__The request__
Extract each line of the material below that contains the word "sign".
========================================================================
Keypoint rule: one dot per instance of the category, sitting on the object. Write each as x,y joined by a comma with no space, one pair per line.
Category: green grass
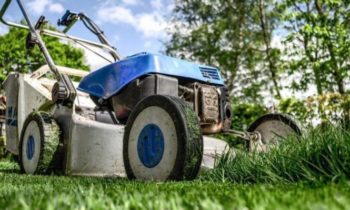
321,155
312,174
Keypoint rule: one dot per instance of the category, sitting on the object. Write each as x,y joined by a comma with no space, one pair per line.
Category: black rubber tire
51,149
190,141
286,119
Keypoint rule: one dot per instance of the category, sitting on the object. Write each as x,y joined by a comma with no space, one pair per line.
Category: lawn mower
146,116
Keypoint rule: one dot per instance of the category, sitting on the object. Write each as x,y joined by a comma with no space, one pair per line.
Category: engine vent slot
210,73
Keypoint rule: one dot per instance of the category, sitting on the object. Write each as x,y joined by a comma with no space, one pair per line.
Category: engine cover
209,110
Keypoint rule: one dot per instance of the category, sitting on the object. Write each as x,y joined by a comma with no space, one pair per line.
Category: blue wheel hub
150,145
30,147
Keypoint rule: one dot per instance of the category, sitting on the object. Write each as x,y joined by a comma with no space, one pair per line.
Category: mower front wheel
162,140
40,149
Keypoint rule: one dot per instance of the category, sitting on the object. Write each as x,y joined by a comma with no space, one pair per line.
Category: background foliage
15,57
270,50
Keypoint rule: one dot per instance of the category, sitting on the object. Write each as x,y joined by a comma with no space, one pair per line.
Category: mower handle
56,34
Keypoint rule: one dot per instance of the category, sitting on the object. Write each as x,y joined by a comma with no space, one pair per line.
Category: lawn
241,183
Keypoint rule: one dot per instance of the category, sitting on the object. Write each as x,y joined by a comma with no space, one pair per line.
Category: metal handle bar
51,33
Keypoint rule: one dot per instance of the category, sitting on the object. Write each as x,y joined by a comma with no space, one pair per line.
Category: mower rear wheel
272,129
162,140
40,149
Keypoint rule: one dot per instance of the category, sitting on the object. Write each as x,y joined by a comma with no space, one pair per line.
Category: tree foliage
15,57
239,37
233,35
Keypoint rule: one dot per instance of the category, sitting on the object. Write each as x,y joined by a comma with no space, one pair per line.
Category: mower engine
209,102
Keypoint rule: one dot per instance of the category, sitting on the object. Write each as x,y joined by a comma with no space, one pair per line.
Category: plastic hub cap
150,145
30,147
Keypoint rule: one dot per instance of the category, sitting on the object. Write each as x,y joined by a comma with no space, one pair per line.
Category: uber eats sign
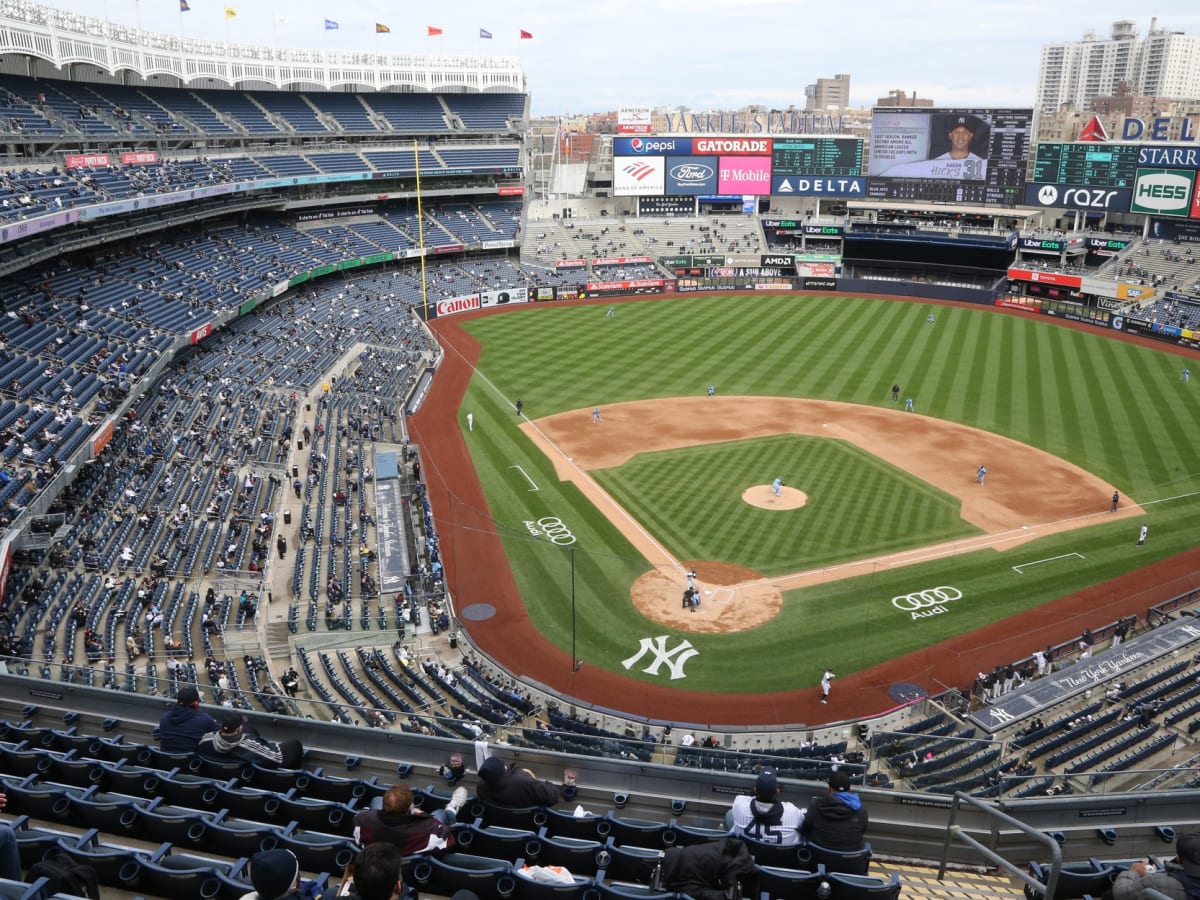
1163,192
========================================================================
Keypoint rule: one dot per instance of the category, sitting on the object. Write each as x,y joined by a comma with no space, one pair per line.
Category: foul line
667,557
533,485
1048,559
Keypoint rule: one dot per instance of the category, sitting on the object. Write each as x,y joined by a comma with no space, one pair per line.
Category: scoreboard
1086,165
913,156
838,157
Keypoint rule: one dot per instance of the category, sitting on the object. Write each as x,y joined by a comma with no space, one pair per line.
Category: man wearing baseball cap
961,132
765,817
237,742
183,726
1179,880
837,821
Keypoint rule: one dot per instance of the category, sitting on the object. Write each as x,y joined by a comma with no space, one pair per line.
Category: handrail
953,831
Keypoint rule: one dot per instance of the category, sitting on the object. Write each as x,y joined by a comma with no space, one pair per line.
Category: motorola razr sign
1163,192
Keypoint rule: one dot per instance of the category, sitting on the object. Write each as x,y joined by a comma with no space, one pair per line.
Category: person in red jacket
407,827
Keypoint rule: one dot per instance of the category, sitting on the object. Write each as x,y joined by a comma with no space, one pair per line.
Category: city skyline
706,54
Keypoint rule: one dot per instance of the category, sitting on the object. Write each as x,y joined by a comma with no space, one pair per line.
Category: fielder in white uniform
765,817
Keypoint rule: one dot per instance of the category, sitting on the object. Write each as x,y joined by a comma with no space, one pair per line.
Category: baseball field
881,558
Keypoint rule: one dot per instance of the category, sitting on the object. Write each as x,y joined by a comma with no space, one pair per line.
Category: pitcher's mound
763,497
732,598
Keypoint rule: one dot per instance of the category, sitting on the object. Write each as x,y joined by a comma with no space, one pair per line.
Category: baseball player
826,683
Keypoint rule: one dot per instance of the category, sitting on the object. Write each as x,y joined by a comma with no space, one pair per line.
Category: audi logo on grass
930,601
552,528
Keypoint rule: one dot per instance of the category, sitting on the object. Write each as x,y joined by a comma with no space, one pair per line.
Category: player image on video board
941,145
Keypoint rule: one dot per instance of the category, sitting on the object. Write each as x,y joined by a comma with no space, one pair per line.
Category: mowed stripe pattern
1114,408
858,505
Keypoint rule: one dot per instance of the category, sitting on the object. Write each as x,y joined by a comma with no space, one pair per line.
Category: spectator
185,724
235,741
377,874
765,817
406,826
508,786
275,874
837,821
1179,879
========================================================================
__Task result__
Category: uber eats sign
Category: motorola razr sign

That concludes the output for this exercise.